TEXT:
* Start *
Wednesday, August 20, 2014

A BOY, A BOOK, AND A BATTLE

     Another of Pastor Gehrke's sermons, preached at Butternut Bible Church, on August 4, 1977, and still as relevant today.


Today's text:
   Acts 16:1-5


      As I have again and again, been encouraging you to go deeply into our Lord's blessed Word, I have thought to myself, Oh, the blessings we deny ourselves because we wade where God would have us plunge deeply.  God is not pleased for us to have a shallow, surface knowledge of His Word.  We shall be shocked when we arrive in heaven to discover what God had intended, what great plans He desired, but had to lay aside because we refused to study His Word in depth.  The chief weapon of God the Holy Spirit, is the Word.

     Within the four verses above is the culmination of such a story. I am convinced that a creative student of the Word, could write a book about it.  A story that would challenge the mind of every person today, who calls himself a 
Christian.  It is the story of a boy, a Book, and a great battle.  Let us first set the stage.


     The place is Lystra.  Lystra was a bawdy, brawny, frontier outpost filled with the Roman Guard.  It was in the Province of Lyconia in Asia Miner about 45 miles southeast of Iconium.  It was a GI town... a town where the military was stationed, a good place to live for that reason... it was protected.

     It was a place that attracted fine Greek businessmen along with Jews who were equally adept at making the most of a prosperous community.  The Jews who were there were from the dispersion.  As Jews always did and will do, they, though dispersed, adapt and become prosperous and well to do.  One of the families of wealthy Jews in Lystra had a beautiful daughter named Eunice.
* End *
INFORMATION SUPPLIED:
* Start *
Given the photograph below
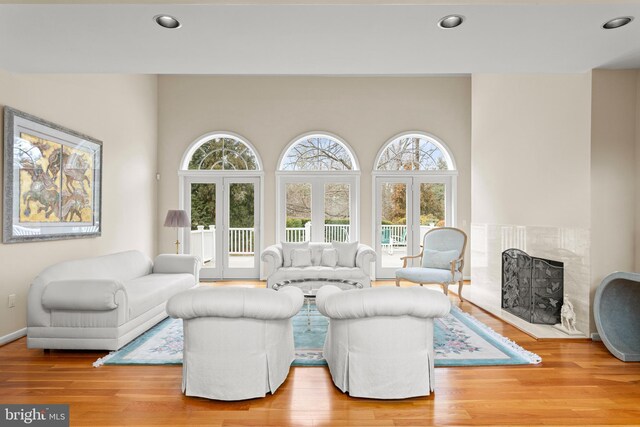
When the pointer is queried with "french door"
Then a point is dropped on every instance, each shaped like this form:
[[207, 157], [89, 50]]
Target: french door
[[317, 208], [406, 208], [225, 231]]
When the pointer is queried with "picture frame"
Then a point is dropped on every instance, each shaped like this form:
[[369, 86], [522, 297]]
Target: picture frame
[[52, 181]]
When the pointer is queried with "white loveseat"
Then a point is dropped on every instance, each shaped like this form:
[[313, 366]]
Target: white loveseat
[[102, 303], [380, 340], [275, 271], [238, 342]]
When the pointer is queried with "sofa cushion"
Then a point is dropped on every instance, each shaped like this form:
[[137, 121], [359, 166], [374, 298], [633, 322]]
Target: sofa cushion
[[320, 272], [439, 259], [90, 295], [287, 249], [329, 257], [301, 258], [146, 292], [346, 253]]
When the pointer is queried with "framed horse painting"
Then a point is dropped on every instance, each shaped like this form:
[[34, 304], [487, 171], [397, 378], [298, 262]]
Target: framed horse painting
[[52, 181]]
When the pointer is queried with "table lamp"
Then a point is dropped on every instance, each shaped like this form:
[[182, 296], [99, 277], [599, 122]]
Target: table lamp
[[177, 219]]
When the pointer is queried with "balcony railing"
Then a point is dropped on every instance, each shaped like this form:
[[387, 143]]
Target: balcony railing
[[241, 242], [332, 233]]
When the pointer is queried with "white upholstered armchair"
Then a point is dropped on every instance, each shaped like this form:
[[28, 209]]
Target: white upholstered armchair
[[380, 340], [238, 342], [441, 260]]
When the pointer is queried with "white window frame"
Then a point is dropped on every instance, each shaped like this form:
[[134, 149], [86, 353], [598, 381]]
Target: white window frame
[[187, 175], [318, 179], [449, 177]]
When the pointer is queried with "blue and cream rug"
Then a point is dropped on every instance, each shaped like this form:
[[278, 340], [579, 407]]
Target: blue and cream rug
[[460, 340]]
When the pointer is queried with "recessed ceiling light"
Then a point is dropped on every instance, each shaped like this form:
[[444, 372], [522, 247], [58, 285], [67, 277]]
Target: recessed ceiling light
[[617, 22], [167, 21], [450, 21]]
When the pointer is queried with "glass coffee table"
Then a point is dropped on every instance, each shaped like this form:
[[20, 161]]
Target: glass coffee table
[[309, 288]]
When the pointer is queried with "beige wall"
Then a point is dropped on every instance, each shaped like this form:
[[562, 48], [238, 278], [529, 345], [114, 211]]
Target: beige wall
[[531, 146], [119, 110], [613, 173], [637, 264], [271, 111], [530, 172]]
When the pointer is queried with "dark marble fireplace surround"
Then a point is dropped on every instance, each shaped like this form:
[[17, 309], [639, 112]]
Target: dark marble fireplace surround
[[532, 288]]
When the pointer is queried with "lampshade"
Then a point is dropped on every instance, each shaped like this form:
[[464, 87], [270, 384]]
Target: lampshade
[[177, 218]]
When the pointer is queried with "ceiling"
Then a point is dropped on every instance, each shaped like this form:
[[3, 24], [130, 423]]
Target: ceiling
[[334, 38]]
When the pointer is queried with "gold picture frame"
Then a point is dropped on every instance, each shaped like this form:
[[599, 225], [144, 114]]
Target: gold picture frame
[[52, 181]]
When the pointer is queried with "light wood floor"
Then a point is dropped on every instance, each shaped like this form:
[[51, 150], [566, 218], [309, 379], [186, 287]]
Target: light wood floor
[[578, 383]]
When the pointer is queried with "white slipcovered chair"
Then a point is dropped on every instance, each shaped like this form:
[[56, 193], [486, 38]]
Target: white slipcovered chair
[[238, 342], [441, 260], [380, 340]]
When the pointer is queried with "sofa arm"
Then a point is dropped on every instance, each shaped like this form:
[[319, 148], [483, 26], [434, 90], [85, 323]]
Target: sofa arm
[[85, 294], [236, 302], [175, 264], [272, 257], [364, 257]]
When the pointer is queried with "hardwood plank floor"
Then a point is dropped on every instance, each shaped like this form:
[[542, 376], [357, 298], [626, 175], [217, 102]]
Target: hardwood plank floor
[[578, 383]]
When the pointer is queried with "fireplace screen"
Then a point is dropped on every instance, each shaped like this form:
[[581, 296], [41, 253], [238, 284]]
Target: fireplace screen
[[532, 288]]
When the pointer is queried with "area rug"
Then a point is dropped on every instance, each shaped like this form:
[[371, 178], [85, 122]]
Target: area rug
[[460, 340]]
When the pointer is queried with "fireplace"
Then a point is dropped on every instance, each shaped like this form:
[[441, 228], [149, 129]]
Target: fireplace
[[532, 288]]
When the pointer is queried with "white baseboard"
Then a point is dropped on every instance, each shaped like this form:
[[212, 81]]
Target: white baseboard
[[13, 336]]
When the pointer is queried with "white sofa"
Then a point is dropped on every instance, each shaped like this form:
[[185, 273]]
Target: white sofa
[[276, 272], [238, 342], [102, 303], [380, 340]]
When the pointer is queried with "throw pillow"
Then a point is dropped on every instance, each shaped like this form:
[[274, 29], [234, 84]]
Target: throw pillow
[[301, 258], [346, 253], [439, 259], [329, 257], [288, 247]]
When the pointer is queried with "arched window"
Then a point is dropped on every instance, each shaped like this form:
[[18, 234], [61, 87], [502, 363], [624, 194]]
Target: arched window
[[222, 152], [415, 187], [317, 153], [414, 152], [318, 190], [221, 185]]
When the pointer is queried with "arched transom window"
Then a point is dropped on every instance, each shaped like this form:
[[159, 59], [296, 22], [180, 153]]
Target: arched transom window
[[318, 153], [318, 186], [414, 152], [221, 153], [415, 188]]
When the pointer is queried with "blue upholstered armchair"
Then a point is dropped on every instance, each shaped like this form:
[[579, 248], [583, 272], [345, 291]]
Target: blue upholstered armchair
[[441, 260]]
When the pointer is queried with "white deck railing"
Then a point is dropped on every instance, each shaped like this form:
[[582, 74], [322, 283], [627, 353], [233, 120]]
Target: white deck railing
[[295, 234], [336, 232], [202, 242], [241, 241]]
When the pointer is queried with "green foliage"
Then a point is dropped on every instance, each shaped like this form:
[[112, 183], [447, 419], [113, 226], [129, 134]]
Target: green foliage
[[223, 154], [297, 222]]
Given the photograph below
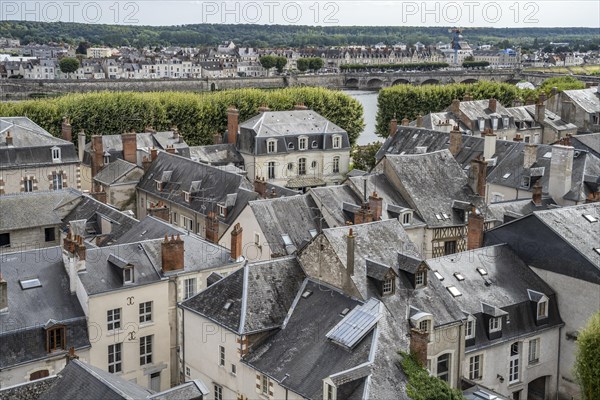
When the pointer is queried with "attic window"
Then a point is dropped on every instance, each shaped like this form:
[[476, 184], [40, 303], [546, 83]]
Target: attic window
[[30, 283], [454, 291]]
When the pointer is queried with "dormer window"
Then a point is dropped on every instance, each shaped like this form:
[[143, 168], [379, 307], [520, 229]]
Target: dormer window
[[495, 324], [55, 154], [303, 143], [337, 142]]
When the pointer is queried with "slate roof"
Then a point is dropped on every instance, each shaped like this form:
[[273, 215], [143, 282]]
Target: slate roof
[[504, 288], [29, 210], [31, 145], [217, 184], [431, 183], [22, 335], [300, 356], [79, 380], [259, 296], [294, 216], [217, 154], [116, 170]]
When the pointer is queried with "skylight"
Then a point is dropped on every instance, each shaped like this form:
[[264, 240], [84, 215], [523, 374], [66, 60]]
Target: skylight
[[30, 283], [454, 291]]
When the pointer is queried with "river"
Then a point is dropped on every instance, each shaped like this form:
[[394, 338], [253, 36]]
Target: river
[[368, 99]]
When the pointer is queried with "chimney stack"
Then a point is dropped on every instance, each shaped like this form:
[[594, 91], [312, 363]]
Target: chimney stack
[[236, 242], [3, 294], [529, 155], [67, 130], [489, 144], [478, 175], [350, 253], [129, 141], [212, 228], [475, 230], [455, 140], [81, 144], [172, 254], [97, 154], [492, 104], [9, 139], [561, 169], [537, 193], [376, 205], [233, 116], [393, 126]]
* End *
PROBLEMS:
**A)** According to the sermon, where is Lystra located in relation to Iconium?
**B)** List the three things the sermon says its story is about.
**C)** Rename "Word" to "Scripture" in the part of the sermon that opens with the words containing "Wednesday, August 20, 2014" and closes with "is the Word.", then give that part.
The entries are separate material and have no connection to the sermon.

THE RESPONSES:
**A)** About 45 miles southeast of Iconium.

**B)**
- a boy
- a Book
- a great battle

**C)**
Wednesday, August 20, 2014

A BOY, A BOOK, AND A BATTLE

     Another of Pastor Gehrke's sermons, preached at Butternut Bible Church, on August 4, 1977, and still as relevant today.


Today's text:
   Acts 16:1-5


      As I have again and again, been encouraging you to go deeply into our Lord's blessed Scripture, I have thought to myself, Oh, the blessings we deny ourselves because we wade where God would have us plunge deeply.  God is not pleased for us to have a shallow, surface knowledge of His Scripture.  We shall be shocked when we arrive in heaven to discover what God had intended, what great plans He desired, but had to lay aside because we refused to study His Scripture in depth.  The chief weapon of God the Holy Spirit, is the Scripture.